Objective A:
The text below is about collective fictions in software teams. According to it, which areas does finding consensus on the immeasurable extend to? List all of them.

** Start Text extract **

Organizing Teams With Collective Fictions

There is often an observable difference between what is considered the right thing to do, and what actually is being done.

Terry Pratchett said it best when he made Death declare mercy and justice nonexistent: “TAKE THE UNIVERSE AND GRIND IT DOWN TO THE FINEST POWDER AND SIEVE IT THROUGH THE FINEST SIEVE AND THEN SHOW ME ONE ATOM OF JUSTICE, ONE MOLECULE OF MERCY.” (Note that Death is not shouting, he simply speaks upper case.)

We can’t measure justice and mercy. These are collective fictions — things we agree to believe to enable us to get along — and finding consensus on the immeasurable extends to political systems, religion, and most of economics. In a recent article [zwischenzugs] makes the point that methodologies in software development fall into the same category. Like collective societal fictions, methodologies tend to elicit strong emotional responses among those dealing with them.

A software development methodology is a playbook for getting from nothing to something. It’s a control system for how people working on the project spend their time. And there are a lot of these prescribed methods, from Agile to Waterfall, and any combination of letters is likely to turn an abbreviation for a methodology. An interesting game when hanging out in groups of software engineers is to start the “Have you ever tried the…” conversation. Just don’t expect to move to another topic anytime soon.

One disheartening aspect of methodologies is their resistance to scientific scrutiny. Two samples of development teams will differ wildly in so many characteristics that a meaningful comparison of the way they organize their work is not possible. Which will leaves us with anecdotes and opinions when discussing these things.

Current opinions regarding the impact of methodologies on the success of a project range from ‘marginal’ to ‘essential’. The latter position is mainly propagated by consultants selling agile certifications, so you may want to take it with a grain of salt. Whether a team adheres strongly to the methodology or adopts it in name only, it’s obvious they serve a purpose — but that purpose may not match the face value of the method.

Misused and Disliked

Methodologies are often introduced from outside of the team when things don’t go as expected. It is very likely that at this point the project has already failed due to circumstances outside the team’s control. In his classic book ‘The Mythical Man-Month‘, [Fred Brooks] recounts his struggles to ship software on schedule in a time when the volume of documentation for operating systems was measured in shelf-meters required to store the manuals.

** End Text extract **
** Start Recorded information **

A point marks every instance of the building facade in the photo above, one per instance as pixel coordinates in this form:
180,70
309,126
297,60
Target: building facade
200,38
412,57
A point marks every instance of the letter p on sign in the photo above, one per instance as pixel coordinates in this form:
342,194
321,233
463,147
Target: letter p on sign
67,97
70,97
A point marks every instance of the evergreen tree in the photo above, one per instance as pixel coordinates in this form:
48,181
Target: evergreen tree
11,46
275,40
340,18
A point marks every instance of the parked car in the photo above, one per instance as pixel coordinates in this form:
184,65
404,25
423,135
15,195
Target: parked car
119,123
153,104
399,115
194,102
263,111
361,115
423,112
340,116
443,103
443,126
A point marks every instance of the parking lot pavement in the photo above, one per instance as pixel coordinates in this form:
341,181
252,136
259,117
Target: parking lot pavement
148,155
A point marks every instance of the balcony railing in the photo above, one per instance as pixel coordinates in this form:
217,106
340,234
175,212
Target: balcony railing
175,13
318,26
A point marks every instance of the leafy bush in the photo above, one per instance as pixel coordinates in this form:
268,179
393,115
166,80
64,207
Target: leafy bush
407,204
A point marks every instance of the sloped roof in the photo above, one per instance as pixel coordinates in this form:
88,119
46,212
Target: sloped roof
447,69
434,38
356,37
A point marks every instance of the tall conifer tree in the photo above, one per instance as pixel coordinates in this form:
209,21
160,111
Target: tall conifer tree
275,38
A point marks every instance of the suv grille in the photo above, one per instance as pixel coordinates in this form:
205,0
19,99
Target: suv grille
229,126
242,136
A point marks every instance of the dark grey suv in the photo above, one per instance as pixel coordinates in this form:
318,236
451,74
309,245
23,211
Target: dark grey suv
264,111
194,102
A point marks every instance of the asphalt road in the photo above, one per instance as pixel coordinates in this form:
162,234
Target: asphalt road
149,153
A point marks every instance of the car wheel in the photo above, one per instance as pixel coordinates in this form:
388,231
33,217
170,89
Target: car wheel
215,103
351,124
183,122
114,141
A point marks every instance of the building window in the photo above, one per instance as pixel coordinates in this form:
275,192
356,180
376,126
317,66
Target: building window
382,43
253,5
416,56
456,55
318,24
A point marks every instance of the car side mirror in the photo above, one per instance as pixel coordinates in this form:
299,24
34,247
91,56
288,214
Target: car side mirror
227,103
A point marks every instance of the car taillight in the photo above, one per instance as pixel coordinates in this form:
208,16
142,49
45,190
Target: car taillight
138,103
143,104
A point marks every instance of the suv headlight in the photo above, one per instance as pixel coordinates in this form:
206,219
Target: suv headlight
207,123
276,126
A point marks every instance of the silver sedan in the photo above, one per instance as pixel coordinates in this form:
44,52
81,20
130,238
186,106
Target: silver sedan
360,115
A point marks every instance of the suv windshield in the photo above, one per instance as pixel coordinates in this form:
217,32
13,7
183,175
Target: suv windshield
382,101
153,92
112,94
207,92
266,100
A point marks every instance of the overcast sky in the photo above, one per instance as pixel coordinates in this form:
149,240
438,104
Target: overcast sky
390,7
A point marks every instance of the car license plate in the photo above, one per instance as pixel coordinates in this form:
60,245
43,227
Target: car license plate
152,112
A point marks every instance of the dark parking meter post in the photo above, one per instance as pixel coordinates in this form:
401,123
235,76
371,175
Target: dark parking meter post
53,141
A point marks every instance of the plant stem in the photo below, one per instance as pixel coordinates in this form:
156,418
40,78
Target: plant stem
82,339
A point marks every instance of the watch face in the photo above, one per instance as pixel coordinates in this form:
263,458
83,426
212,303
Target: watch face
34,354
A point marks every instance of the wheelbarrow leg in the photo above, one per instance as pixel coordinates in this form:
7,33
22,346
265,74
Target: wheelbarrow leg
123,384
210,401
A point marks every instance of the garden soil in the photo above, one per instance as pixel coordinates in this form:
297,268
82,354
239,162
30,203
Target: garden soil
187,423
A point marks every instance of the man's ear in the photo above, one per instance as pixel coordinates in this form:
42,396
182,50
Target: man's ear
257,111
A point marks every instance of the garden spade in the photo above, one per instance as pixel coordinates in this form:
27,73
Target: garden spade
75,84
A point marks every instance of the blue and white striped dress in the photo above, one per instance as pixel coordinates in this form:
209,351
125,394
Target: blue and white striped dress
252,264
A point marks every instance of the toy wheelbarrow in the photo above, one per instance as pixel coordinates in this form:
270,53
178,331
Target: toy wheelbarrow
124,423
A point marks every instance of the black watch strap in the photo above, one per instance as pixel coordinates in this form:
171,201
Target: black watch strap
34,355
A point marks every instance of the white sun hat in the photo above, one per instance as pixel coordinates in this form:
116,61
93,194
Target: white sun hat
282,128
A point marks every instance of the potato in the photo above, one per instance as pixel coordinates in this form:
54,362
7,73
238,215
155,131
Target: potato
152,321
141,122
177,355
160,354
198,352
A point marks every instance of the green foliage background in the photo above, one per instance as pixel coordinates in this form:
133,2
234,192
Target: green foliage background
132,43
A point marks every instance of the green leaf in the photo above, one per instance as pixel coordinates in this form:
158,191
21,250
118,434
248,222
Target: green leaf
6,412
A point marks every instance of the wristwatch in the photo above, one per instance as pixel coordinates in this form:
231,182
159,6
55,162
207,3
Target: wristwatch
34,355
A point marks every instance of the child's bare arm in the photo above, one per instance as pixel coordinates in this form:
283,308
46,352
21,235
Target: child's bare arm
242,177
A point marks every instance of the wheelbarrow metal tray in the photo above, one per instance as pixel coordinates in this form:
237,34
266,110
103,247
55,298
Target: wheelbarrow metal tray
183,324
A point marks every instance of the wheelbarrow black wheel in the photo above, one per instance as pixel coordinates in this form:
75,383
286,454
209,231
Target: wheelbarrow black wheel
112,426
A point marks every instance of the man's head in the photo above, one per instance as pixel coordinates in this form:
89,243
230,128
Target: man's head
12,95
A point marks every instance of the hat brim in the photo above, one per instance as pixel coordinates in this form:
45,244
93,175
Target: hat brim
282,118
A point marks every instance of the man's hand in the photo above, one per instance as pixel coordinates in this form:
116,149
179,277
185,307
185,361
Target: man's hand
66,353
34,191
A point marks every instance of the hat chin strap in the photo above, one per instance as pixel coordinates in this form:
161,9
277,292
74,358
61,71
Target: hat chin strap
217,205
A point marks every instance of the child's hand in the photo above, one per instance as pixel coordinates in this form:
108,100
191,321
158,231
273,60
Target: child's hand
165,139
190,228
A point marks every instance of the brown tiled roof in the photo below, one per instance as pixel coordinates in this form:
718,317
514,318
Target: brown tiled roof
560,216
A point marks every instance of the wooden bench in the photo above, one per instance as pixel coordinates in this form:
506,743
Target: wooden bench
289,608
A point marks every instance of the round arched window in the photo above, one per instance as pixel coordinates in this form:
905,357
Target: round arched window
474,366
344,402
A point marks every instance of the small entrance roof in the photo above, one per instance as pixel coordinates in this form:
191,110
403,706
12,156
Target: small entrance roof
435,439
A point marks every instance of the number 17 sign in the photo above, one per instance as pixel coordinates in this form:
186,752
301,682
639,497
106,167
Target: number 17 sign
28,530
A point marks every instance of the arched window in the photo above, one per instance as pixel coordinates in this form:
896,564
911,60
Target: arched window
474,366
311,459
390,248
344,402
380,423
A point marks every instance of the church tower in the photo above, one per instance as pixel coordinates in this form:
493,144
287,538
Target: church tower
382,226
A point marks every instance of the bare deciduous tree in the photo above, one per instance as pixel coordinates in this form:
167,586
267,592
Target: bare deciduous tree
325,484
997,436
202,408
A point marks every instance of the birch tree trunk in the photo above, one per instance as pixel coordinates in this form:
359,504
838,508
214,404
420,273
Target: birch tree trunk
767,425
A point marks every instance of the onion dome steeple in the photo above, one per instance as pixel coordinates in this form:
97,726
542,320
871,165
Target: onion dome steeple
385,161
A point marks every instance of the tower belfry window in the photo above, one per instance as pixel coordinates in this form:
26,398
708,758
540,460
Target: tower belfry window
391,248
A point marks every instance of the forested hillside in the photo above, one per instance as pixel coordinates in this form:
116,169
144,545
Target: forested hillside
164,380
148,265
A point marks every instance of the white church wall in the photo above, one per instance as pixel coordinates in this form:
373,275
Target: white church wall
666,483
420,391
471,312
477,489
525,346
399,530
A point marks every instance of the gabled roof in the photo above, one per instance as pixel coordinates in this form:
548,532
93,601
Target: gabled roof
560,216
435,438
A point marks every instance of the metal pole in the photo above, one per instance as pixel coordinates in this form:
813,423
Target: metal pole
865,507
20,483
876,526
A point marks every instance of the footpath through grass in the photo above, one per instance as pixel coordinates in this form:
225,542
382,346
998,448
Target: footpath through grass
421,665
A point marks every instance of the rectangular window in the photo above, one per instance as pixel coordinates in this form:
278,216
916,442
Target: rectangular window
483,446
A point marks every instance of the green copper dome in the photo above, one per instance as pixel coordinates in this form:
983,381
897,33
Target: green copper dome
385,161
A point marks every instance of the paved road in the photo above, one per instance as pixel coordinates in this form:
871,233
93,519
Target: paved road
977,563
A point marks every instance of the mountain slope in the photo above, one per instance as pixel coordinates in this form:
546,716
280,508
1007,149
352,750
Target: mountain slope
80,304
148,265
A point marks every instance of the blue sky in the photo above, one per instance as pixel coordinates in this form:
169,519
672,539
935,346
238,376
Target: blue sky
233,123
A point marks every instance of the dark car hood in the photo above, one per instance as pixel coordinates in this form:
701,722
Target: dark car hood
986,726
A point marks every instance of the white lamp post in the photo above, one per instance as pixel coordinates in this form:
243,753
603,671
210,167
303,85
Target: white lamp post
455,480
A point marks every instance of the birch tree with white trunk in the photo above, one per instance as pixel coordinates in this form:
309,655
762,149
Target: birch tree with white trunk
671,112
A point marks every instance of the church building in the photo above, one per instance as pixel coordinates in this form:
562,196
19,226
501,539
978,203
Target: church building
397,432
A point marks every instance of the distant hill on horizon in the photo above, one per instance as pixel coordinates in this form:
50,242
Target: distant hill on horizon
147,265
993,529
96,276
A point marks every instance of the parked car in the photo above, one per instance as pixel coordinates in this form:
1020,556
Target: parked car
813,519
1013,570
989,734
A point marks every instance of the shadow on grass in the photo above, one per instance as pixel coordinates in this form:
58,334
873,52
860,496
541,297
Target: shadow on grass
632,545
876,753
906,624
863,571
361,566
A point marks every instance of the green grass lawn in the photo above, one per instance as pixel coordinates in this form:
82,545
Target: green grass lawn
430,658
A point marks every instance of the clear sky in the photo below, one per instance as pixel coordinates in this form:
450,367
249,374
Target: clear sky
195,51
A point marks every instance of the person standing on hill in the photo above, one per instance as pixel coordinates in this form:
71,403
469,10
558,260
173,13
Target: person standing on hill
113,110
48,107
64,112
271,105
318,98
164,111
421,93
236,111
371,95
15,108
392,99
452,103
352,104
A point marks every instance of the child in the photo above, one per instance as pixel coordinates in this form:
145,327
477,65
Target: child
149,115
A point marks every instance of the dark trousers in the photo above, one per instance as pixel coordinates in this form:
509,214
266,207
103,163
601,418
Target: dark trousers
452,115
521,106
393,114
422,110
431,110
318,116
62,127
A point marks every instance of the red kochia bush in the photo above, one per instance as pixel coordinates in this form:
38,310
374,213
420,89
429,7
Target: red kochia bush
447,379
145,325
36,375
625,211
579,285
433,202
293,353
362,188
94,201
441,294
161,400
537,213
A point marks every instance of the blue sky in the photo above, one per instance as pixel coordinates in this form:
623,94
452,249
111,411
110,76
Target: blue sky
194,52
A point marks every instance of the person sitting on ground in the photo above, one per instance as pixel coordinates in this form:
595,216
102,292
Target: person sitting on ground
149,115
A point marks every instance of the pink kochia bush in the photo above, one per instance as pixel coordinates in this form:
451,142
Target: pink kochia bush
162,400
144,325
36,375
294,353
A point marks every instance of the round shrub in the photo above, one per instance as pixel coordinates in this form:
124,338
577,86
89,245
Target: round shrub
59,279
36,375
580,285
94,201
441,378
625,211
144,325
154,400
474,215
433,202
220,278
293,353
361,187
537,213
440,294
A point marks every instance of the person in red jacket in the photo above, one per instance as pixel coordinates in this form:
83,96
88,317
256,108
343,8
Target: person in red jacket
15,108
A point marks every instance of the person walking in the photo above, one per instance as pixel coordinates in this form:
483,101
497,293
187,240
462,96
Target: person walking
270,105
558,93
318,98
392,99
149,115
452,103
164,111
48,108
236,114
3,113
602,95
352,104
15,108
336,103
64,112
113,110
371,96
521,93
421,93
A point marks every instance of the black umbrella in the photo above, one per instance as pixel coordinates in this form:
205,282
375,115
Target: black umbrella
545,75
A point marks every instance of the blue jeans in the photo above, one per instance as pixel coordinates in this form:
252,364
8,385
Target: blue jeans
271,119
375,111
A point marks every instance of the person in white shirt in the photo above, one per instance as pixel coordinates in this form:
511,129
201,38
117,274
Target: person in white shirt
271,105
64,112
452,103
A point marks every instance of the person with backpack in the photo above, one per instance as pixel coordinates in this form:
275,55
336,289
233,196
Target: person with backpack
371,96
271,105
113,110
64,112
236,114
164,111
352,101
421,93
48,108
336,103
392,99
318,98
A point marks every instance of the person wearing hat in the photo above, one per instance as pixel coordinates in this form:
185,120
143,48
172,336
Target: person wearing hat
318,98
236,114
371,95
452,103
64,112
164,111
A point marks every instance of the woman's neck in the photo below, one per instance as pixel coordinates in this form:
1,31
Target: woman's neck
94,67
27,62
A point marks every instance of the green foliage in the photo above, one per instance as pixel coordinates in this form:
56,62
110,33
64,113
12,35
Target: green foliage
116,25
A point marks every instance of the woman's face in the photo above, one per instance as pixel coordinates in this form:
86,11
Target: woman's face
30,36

** End Recorded information **

Objective B:
Locate each line of the records above that contains the word "wall", and copy those lines. Matching is case-sensitive.

Complete answer A:
Political systems, religion, and most of economics.

Complete answer B:
A point marks every instance of the white church wall in the photo above, one per instance as pixel coordinates in this form:
Target: white church wall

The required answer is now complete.